» **PROBLEM REQUIREMENTS**:
Rewrite every record below as a JSON list of strings, with one string per line and no entries for blank lines.

» **INFORMATION PROVIDED**:
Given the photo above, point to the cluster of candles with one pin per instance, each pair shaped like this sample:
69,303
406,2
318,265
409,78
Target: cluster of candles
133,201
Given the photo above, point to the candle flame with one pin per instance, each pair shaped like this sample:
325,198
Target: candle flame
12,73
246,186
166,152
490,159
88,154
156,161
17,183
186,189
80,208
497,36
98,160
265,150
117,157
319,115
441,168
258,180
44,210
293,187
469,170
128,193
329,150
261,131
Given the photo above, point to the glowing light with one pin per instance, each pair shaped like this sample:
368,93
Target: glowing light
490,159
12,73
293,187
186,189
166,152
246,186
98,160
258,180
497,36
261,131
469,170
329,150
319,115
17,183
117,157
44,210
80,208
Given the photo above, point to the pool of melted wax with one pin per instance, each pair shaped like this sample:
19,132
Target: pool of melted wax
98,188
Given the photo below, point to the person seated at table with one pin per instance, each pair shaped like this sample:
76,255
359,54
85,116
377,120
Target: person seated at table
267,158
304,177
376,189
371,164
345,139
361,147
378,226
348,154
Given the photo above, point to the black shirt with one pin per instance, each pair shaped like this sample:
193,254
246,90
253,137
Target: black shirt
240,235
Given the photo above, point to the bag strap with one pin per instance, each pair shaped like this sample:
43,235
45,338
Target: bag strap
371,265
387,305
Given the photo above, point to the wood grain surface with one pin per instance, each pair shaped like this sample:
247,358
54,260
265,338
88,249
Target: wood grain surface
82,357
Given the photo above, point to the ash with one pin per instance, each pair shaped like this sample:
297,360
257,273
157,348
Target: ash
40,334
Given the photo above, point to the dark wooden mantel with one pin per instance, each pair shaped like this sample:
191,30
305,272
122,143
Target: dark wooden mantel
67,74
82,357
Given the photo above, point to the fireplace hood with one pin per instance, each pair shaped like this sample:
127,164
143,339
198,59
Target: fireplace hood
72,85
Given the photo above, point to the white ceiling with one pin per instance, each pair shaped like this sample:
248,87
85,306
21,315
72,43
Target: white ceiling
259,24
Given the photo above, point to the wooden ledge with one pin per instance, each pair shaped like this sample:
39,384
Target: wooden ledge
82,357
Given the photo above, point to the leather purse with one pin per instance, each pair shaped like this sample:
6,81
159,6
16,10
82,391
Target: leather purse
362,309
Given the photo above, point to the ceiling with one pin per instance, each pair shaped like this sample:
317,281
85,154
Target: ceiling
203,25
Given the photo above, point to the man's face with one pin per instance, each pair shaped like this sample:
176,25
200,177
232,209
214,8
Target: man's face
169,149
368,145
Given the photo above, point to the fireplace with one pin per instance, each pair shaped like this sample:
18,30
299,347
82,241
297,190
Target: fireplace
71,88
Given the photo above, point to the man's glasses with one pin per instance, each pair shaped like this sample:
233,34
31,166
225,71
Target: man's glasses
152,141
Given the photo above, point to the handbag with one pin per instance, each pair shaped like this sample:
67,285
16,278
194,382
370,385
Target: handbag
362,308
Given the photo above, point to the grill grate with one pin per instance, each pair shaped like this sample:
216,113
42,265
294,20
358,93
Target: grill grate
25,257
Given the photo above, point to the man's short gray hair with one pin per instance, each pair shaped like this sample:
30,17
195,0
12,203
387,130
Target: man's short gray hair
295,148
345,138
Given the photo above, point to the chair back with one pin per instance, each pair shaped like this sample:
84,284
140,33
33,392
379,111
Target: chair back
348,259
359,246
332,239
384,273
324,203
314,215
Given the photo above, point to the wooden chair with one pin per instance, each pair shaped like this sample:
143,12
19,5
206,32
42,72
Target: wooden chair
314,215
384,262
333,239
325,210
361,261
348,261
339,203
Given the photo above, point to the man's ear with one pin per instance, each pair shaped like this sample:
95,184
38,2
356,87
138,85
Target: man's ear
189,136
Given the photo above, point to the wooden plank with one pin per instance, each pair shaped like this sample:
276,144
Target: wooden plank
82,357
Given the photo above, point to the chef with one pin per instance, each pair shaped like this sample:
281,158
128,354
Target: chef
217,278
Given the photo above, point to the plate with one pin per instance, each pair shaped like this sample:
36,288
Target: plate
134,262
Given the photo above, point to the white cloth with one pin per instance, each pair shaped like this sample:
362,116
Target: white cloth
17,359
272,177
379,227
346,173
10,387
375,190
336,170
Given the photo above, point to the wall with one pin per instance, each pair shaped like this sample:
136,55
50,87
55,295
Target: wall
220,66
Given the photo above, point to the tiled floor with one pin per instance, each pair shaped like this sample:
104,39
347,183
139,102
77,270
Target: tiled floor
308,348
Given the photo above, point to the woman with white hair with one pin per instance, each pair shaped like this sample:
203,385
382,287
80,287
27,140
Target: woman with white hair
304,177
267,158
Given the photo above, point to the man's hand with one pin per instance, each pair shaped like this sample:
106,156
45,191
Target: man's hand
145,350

» **ANSWER FOR THIS EXERCISE**:
[
  "Given the photo above, point to the cluster of candles with one pin per instance, each pair shaped like this sample:",
  "69,303",
  "406,2",
  "318,265",
  "409,78",
  "Target: cluster of candles",
  "133,201",
  "Given the photo above, point to the candle flame with one pin per instance, each pair shaped like this sample:",
  "325,198",
  "Target: candle flame",
  "12,73",
  "246,186",
  "166,152",
  "490,159",
  "88,154",
  "156,161",
  "17,183",
  "186,189",
  "80,208",
  "497,36",
  "98,160",
  "265,150",
  "117,157",
  "319,115",
  "441,168",
  "258,180",
  "44,210",
  "293,187",
  "469,170",
  "128,193",
  "329,150",
  "261,131",
  "Given the photo above, point to the glowing light with one pin per instance, each pair shaped like this sample:",
  "368,93",
  "Target: glowing light",
  "490,159",
  "12,73",
  "293,187",
  "186,189",
  "166,152",
  "246,186",
  "98,160",
  "258,180",
  "497,36",
  "261,131",
  "469,170",
  "329,150",
  "319,115",
  "17,183",
  "117,157",
  "44,210",
  "80,208",
  "Given the photo above, point to the pool of melted wax with one pin per instance, each pair shaped like this sample:",
  "19,132",
  "Target: pool of melted wax",
  "98,188",
  "Given the photo below, point to the person seated at table with one pin per instance, each pair shaped like this sample:",
  "76,255",
  "359,54",
  "85,116",
  "377,120",
  "Target: person seated at table",
  "267,158",
  "304,177",
  "376,189",
  "371,164",
  "345,139",
  "361,147",
  "378,226",
  "348,154",
  "Given the photo above, point to the black shirt with one pin per instance, each pair shaped like this sample:",
  "193,254",
  "246,90",
  "253,137",
  "Target: black shirt",
  "240,235",
  "Given the photo above, point to the bag strap with one pin per instance, each pair shaped like this sample:",
  "43,235",
  "45,338",
  "Target: bag strap",
  "371,265",
  "387,305",
  "Given the photo above, point to the wood grain surface with one pin per instance, each pair shaped like this sample:",
  "247,358",
  "54,260",
  "265,338",
  "88,249",
  "Target: wood grain surface",
  "82,357",
  "Given the photo above, point to the ash with one pin per instance, each pair shaped like this sample:",
  "297,360",
  "257,273",
  "157,348",
  "Target: ash",
  "40,334",
  "Given the photo above, point to the dark wooden mantel with one pin per instance, each pair shaped like this sample:",
  "191,30",
  "305,272",
  "122,143",
  "Target: dark wooden mantel",
  "67,74",
  "82,357",
  "Given the photo above, point to the fireplace hood with one pin per instance, each pair shaped like this sample:",
  "127,164",
  "143,339",
  "198,59",
  "Target: fireplace hood",
  "72,85",
  "Given the photo above, point to the white ceiling with one pin per instance, each pair shaped like this sample:",
  "248,87",
  "85,306",
  "21,315",
  "72,43",
  "Target: white ceiling",
  "259,24",
  "Given the photo above, point to the wooden ledge with one pin per instance, each pair shaped like this sample:",
  "39,384",
  "Target: wooden ledge",
  "82,357",
  "Given the photo above, point to the leather purse with one pin per instance, each pair shaped like this sample:",
  "6,81",
  "159,6",
  "16,10",
  "82,391",
  "Target: leather purse",
  "362,309",
  "Given the photo above, point to the ceiling with one pin per instance, each pair shaped like this sample:",
  "317,281",
  "85,154",
  "Target: ceiling",
  "203,25",
  "Given the photo above, point to the man's face with one pin per instance, each pair shaped like this sample:",
  "176,25",
  "200,177",
  "232,209",
  "214,8",
  "Target: man's face",
  "169,149",
  "368,145",
  "Given the photo above, point to the fireplace with one pin per instance, each pair shaped like this sample:",
  "18,30",
  "299,347",
  "82,241",
  "297,190",
  "Target: fireplace",
  "71,88",
  "Given the photo above, point to the man's glasses with one pin per instance, each pair shaped like this sample:",
  "233,34",
  "31,166",
  "225,71",
  "Target: man's glasses",
  "152,141",
  "Given the photo above, point to the handbag with one pin per instance, each pair shaped like this sample:",
  "67,285",
  "16,278",
  "194,382",
  "370,385",
  "Target: handbag",
  "362,308",
  "Given the photo above, point to the grill grate with one pin per instance, each pair shaped like this sample:",
  "216,113",
  "42,265",
  "294,20",
  "358,93",
  "Target: grill grate",
  "25,257",
  "Given the photo above, point to the man's short gray hair with one pin per instance, each pair shaped like this sample:",
  "30,17",
  "195,0",
  "12,203",
  "387,130",
  "Target: man's short gray hair",
  "295,148",
  "345,138",
  "Given the photo above, point to the chair back with one pin per instance, each pair shaped like this sample:",
  "84,284",
  "140,33",
  "33,392",
  "379,111",
  "Target: chair back",
  "348,259",
  "359,246",
  "332,239",
  "384,273",
  "324,203",
  "314,215",
  "Given the photo above, point to the wooden chair with one pin per instance, each pair shaped like this sample:",
  "143,12",
  "19,5",
  "206,32",
  "42,72",
  "Target: wooden chair",
  "314,215",
  "384,262",
  "333,239",
  "325,210",
  "361,261",
  "348,261",
  "339,203",
  "Given the photo above, point to the man's ear with one pin per instance, each pair shaped like this sample:",
  "95,184",
  "38,2",
  "356,87",
  "138,85",
  "Target: man's ear",
  "189,136",
  "Given the photo above, point to the wooden plank with one pin per instance, each pair shaped like this sample:",
  "276,144",
  "Target: wooden plank",
  "82,357",
  "Given the photo above, point to the chef with one pin per instance, each pair shaped like this sample:",
  "281,158",
  "128,354",
  "Target: chef",
  "217,278",
  "Given the photo above, point to the plate with one pin per instance, each pair shaped like this sample:",
  "36,288",
  "Target: plate",
  "134,262",
  "Given the photo above, point to the white cloth with one pin per instance, each pair shaped like this sample:",
  "362,116",
  "Target: white cloth",
  "17,359",
  "272,177",
  "379,227",
  "346,173",
  "10,387",
  "375,190",
  "336,170",
  "Given the photo above, point to the wall with one pin per instance, each pair shaped like this sample:",
  "136,55",
  "50,87",
  "55,295",
  "Target: wall",
  "220,66",
  "Given the photo above, point to the tiled floor with one pin per instance, each pair shaped like this sample:",
  "104,39",
  "347,183",
  "139,102",
  "77,270",
  "Target: tiled floor",
  "308,348",
  "Given the photo above, point to the woman with white hair with one pin per instance, each pair shaped like this sample:",
  "203,385",
  "382,287",
  "80,287",
  "27,140",
  "Target: woman with white hair",
  "304,177",
  "267,158",
  "Given the photo above, point to the man's hand with one pin per instance, each pair shaped like this sample:",
  "106,156",
  "45,191",
  "Target: man's hand",
  "145,350"
]